** Provided entries **
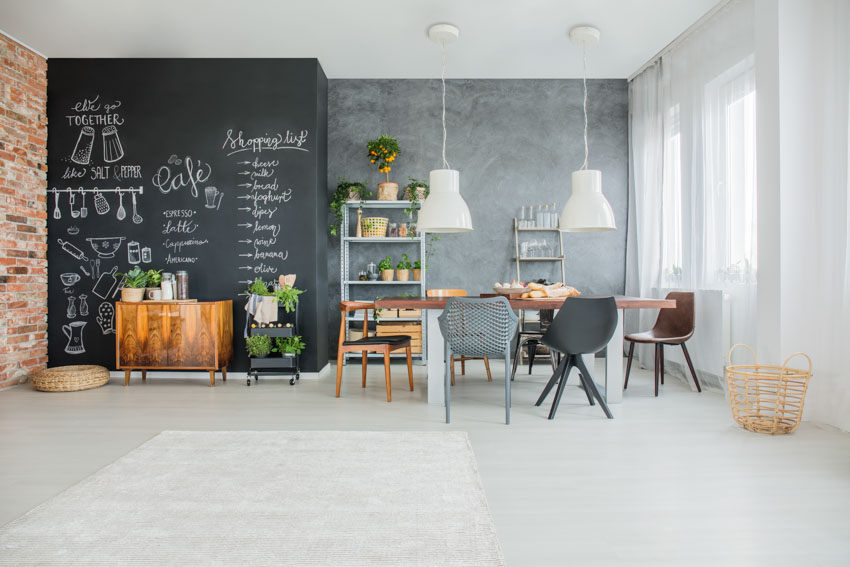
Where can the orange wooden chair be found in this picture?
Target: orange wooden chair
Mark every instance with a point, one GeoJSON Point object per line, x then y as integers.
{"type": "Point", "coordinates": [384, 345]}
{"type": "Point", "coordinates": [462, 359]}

==

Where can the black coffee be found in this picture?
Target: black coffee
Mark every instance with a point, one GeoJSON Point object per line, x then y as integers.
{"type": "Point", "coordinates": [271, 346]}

==

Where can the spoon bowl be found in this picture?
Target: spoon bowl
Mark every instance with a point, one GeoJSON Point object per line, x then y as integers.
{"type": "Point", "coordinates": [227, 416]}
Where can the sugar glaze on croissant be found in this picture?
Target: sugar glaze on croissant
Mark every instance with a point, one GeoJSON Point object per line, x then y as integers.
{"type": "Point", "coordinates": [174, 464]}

** Exercise directions **
The required output is a copy of each line in the records where the string "sugar" occurs.

** Written response **
Where can the sugar glaze on croissant be found in this picture?
Target: sugar glaze on croissant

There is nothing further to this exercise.